* **Goal of the exercise**
Lines where the string "base" appears are to be copied from the entries below.

Stored data entries
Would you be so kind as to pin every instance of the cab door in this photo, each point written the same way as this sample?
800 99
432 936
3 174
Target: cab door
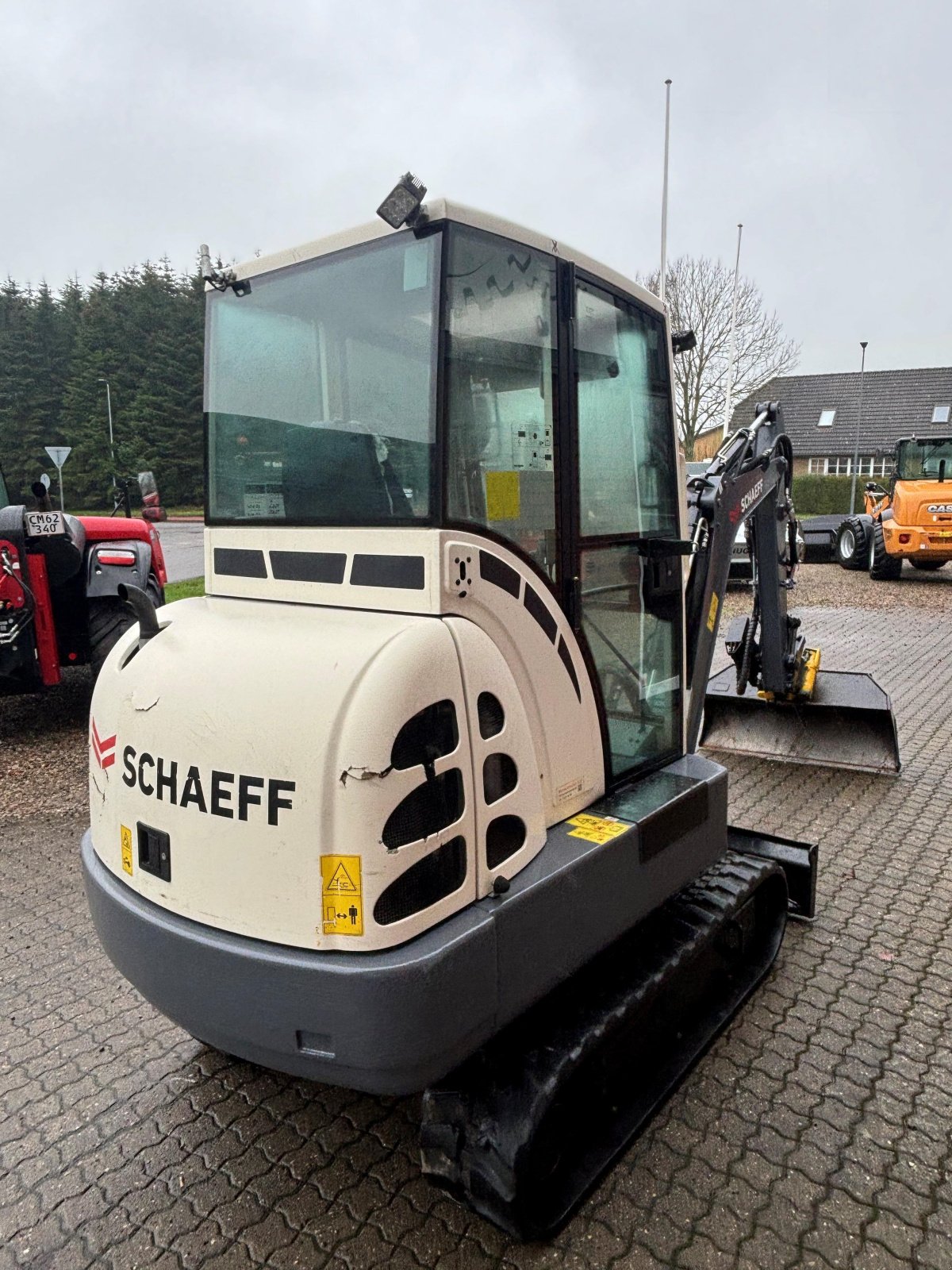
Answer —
622 516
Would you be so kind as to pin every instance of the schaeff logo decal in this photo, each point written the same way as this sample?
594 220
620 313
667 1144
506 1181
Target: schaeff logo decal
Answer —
103 747
228 794
752 495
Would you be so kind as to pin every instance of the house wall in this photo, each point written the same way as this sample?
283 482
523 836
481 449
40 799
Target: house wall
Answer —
708 444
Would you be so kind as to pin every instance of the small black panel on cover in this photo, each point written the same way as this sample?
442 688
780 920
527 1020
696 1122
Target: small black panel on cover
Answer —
568 664
498 572
240 563
154 851
492 715
505 837
429 880
425 810
405 573
539 613
309 565
431 734
499 778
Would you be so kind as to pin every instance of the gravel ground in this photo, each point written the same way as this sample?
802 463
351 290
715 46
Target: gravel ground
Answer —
831 587
44 746
44 740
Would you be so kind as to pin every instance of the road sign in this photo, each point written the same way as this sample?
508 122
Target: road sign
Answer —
59 454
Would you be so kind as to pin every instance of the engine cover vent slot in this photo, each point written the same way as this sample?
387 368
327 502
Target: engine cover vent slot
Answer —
492 715
505 837
425 810
432 733
499 778
424 884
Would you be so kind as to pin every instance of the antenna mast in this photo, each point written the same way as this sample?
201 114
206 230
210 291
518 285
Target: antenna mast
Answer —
664 188
734 332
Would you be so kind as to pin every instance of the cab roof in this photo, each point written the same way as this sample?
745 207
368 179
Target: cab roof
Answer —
444 210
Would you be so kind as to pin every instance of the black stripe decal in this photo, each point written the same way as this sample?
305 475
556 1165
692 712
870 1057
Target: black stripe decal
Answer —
240 563
539 613
499 573
406 573
309 565
670 823
568 664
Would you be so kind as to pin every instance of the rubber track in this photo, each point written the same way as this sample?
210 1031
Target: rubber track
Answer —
527 1127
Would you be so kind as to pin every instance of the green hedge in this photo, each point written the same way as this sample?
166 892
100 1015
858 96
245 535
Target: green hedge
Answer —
825 495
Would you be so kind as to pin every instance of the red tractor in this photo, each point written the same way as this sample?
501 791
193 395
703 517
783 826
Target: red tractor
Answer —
60 578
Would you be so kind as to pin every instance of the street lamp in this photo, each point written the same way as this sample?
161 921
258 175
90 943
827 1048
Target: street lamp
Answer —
858 425
109 408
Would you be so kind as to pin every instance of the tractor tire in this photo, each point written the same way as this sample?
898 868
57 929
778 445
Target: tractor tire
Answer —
852 548
108 619
882 565
111 618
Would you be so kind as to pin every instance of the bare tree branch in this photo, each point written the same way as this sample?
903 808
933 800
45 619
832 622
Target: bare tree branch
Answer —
700 295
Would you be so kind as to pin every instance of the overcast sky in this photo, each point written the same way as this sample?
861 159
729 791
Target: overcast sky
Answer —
133 130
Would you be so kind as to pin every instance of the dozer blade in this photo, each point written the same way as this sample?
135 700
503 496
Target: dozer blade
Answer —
524 1128
847 723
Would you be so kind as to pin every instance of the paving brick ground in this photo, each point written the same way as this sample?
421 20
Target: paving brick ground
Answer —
814 1133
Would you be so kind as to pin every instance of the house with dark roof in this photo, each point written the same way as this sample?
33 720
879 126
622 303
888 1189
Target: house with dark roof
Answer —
822 416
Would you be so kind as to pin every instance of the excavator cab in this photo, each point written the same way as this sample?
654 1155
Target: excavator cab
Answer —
427 380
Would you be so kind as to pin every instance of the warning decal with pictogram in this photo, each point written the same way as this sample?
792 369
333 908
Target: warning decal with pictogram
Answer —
342 902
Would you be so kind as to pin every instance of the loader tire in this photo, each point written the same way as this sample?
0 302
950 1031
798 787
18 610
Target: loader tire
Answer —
108 619
882 565
852 548
111 618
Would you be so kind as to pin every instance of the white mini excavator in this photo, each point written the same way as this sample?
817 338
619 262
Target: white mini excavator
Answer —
410 800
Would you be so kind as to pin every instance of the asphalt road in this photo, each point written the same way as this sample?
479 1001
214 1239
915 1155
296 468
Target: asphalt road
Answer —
183 548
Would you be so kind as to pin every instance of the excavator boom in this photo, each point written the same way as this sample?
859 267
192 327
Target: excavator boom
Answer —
774 702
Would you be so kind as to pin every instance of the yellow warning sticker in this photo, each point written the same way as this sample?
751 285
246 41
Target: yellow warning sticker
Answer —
597 829
712 613
126 842
501 495
342 901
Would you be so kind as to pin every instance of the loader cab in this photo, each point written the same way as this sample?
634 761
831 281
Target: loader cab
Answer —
924 459
469 376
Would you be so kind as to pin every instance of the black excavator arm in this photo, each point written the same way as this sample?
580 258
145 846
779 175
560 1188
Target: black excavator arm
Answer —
774 702
748 483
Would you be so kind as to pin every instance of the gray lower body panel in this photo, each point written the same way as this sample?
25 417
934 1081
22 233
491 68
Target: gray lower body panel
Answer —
399 1020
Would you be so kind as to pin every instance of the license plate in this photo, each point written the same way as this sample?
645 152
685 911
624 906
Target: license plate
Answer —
42 524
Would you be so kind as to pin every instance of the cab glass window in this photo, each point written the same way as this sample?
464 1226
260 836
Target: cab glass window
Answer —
321 389
924 460
626 444
501 391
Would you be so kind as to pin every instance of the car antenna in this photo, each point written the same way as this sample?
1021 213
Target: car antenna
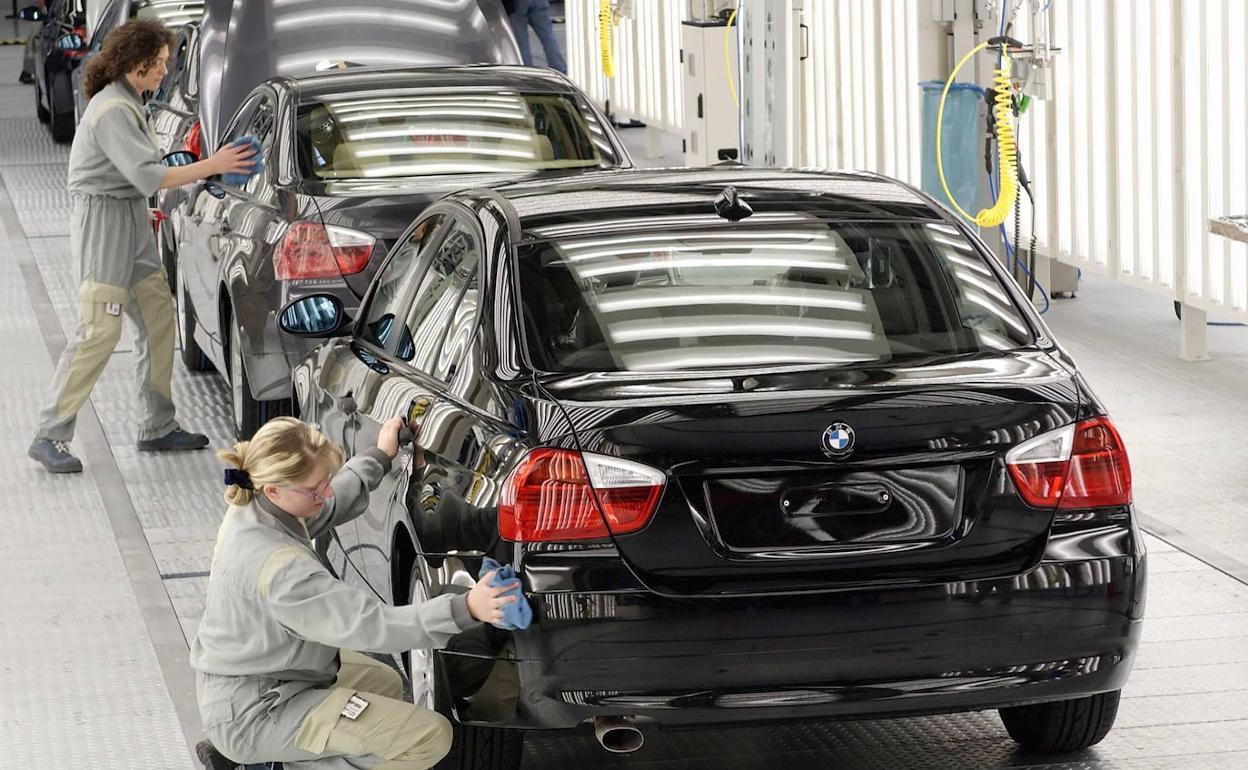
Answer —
730 206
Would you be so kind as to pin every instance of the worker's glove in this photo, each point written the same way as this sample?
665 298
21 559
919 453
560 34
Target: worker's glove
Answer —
516 614
238 180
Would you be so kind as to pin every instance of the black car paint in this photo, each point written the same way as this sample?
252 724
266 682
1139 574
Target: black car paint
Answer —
230 275
55 66
662 627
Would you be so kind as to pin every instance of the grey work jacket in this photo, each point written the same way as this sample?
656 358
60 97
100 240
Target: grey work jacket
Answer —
114 151
273 612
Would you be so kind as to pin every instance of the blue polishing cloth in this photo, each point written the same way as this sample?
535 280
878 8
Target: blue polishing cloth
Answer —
518 614
238 180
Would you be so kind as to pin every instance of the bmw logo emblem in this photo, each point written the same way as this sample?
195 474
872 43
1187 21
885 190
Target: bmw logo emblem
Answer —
838 441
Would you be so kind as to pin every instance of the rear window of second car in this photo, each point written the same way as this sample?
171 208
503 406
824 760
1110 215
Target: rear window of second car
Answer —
823 295
448 132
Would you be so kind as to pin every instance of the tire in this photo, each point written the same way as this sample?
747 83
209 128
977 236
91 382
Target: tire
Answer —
192 356
248 413
63 120
471 748
40 110
1063 725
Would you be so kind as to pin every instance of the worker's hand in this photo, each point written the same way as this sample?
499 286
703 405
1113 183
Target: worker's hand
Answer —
387 441
234 159
486 603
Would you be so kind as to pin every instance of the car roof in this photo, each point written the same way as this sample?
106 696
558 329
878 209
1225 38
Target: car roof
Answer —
685 197
351 79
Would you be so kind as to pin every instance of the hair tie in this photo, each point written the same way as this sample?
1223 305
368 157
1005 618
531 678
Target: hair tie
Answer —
238 478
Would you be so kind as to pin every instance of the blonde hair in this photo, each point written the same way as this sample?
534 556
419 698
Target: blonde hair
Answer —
283 451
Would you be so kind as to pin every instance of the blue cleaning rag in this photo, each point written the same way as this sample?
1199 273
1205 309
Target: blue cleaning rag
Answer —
238 180
518 614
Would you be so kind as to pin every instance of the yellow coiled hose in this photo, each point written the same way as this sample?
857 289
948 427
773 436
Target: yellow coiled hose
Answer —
1007 151
605 19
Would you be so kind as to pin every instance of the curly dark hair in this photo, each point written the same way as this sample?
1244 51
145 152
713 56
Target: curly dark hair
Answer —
134 44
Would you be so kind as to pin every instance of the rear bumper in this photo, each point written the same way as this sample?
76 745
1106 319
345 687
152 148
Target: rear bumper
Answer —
1065 629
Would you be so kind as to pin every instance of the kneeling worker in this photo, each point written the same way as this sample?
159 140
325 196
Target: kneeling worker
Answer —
277 677
114 169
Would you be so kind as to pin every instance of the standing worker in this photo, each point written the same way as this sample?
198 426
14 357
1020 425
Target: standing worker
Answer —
276 673
114 169
524 14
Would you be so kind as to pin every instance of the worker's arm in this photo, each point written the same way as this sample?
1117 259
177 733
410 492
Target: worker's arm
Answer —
315 605
227 160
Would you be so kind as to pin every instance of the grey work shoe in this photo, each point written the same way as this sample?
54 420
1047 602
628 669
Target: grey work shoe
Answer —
175 441
211 759
55 456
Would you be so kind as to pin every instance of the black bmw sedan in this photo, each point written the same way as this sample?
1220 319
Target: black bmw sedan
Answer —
351 156
760 444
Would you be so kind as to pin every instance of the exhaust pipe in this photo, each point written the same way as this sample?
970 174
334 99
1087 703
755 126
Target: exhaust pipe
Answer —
618 734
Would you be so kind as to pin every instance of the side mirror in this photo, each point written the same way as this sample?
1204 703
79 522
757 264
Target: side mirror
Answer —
179 157
313 316
70 41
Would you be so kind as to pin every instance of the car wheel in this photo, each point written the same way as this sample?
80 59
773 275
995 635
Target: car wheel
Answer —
192 356
1063 725
248 413
40 110
63 117
472 748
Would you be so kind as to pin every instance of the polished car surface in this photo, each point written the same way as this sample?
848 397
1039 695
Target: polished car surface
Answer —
351 157
248 41
760 446
59 46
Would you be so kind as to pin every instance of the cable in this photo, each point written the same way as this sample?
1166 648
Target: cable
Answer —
728 66
1006 155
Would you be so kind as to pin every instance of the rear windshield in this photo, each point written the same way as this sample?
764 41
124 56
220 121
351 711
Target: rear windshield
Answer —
840 293
447 132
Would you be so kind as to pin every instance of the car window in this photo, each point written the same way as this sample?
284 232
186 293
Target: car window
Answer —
396 280
825 293
436 305
431 132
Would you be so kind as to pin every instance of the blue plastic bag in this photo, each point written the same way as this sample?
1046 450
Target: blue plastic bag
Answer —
238 180
518 614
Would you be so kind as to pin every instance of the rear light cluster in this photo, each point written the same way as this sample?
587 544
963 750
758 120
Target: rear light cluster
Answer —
559 494
1081 466
194 142
311 250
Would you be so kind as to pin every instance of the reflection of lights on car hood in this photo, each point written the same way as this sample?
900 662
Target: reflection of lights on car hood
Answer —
630 300
338 16
710 326
391 150
721 261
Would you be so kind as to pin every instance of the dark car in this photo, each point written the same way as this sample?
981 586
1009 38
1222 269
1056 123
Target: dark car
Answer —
174 117
351 157
247 41
59 48
172 14
761 446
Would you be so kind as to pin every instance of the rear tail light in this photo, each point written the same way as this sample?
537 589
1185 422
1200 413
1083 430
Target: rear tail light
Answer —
558 494
194 142
1080 466
311 250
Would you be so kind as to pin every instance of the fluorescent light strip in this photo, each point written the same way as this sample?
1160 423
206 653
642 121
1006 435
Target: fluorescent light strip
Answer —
720 261
667 328
392 150
647 298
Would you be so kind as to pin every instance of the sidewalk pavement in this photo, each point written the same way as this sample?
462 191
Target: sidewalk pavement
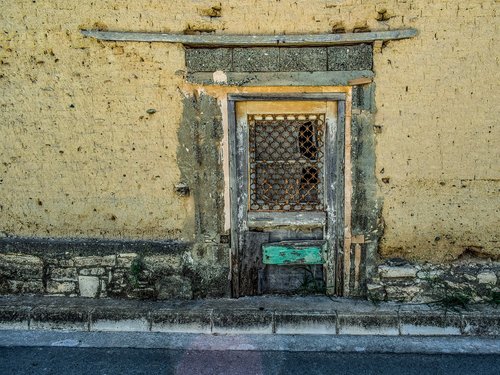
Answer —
273 315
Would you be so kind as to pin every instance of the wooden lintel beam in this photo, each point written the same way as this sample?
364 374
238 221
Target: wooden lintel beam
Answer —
215 40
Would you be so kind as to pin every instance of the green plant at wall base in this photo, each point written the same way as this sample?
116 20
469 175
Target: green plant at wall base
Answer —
135 271
495 298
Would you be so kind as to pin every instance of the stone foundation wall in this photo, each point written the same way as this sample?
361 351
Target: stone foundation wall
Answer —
153 270
457 283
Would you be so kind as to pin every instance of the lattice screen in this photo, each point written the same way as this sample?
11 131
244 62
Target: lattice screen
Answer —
286 162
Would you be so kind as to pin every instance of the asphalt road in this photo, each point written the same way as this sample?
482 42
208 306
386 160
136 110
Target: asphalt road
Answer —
78 360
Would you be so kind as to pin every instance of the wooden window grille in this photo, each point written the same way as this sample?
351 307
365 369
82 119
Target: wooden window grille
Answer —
286 154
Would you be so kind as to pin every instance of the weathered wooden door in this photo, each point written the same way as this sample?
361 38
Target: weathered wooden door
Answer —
286 184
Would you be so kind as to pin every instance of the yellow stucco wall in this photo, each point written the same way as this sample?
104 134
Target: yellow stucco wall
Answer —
82 158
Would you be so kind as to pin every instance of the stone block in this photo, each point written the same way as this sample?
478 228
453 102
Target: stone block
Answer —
429 324
308 59
186 321
356 57
403 293
125 260
20 267
258 59
64 274
59 318
95 261
242 321
174 287
208 59
162 263
14 317
481 324
96 271
487 278
22 287
395 272
305 323
382 323
61 287
88 286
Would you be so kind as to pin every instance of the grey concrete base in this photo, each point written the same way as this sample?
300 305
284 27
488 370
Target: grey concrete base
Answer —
270 315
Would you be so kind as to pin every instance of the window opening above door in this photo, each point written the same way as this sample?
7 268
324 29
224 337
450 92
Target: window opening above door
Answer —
286 162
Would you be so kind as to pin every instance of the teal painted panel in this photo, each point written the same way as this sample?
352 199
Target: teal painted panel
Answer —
291 255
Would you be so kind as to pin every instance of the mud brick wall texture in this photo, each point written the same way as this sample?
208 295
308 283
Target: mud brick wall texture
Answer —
91 131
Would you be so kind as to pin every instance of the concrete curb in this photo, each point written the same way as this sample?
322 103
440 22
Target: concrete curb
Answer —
244 342
255 315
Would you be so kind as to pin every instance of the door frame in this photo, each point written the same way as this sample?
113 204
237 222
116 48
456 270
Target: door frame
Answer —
334 183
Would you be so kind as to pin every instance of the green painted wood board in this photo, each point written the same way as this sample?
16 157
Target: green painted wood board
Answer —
280 254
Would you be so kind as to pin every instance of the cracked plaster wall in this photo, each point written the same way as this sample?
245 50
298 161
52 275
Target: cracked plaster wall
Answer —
81 157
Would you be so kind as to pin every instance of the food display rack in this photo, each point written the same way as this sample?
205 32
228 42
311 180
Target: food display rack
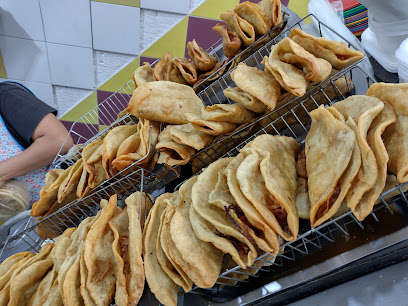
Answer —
26 236
127 181
291 119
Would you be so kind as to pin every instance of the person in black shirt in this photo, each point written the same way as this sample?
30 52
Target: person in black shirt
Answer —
34 126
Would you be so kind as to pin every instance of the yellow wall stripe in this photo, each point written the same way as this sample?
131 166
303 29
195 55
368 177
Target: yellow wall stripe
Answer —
134 3
213 8
3 73
121 78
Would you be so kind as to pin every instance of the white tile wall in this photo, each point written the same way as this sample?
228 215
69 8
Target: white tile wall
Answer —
67 22
25 60
115 28
67 98
42 91
21 19
71 66
174 6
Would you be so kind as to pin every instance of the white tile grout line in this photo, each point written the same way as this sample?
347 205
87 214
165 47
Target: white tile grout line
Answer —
48 59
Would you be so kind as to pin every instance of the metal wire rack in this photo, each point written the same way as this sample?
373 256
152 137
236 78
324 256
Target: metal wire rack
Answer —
31 234
213 93
105 114
290 118
86 128
308 241
217 51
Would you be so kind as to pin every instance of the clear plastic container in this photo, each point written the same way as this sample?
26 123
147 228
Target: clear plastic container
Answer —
402 58
389 44
388 17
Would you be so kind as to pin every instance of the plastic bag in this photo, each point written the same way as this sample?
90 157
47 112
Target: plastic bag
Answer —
324 11
14 198
387 18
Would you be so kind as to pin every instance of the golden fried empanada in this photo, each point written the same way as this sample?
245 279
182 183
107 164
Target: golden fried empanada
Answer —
243 28
258 83
203 60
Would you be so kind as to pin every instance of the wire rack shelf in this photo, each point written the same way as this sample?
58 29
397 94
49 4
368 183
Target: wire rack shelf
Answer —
308 242
216 50
32 234
104 114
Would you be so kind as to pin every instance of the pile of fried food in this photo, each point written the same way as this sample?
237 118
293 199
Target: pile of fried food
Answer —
245 21
103 158
293 65
349 149
238 207
91 264
235 210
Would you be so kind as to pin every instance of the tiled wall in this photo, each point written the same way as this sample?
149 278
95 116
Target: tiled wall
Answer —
75 53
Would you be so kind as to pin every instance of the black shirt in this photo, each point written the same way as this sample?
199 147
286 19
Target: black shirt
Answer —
21 112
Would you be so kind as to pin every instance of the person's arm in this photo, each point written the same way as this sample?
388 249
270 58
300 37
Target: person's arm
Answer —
48 138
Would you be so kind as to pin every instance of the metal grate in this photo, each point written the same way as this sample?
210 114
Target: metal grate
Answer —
288 119
217 51
308 241
104 114
26 237
213 93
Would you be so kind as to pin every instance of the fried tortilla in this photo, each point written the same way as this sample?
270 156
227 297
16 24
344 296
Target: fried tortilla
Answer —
144 203
329 163
209 127
44 204
112 141
70 183
162 69
201 257
240 26
160 284
362 110
253 13
163 247
43 288
270 239
293 66
385 118
258 83
245 99
171 152
148 135
165 102
243 250
23 285
99 257
397 147
187 135
203 60
223 198
233 113
129 287
272 9
337 53
267 178
187 69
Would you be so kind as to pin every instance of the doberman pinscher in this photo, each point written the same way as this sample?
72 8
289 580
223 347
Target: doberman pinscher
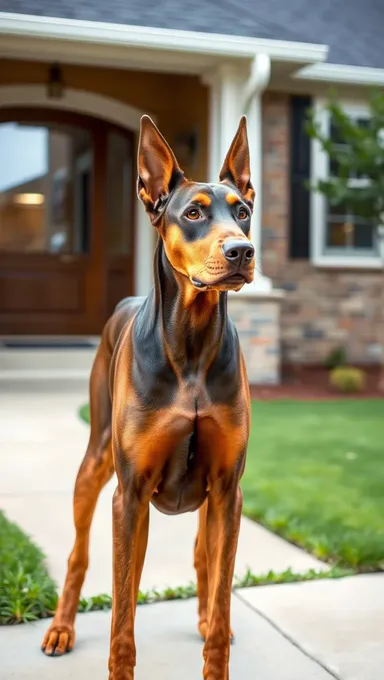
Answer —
169 402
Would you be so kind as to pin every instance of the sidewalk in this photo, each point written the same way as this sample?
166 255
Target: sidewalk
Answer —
305 631
168 648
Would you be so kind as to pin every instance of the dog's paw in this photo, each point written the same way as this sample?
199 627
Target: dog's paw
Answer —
58 640
203 628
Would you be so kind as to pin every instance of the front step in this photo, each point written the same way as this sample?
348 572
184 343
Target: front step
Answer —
60 359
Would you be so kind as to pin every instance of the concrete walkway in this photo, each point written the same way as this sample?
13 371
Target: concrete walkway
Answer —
308 631
42 442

* **Solution to the exercise**
Would you be so kind as to pin every instance of the green plant at wall base in this photo, each point written the same way as this sample?
Target: green plant at wall base
Would you be so kind as to pin every instance of the grey concrete base in this photo, each point written the same way as this sample?
Target: grey concrete base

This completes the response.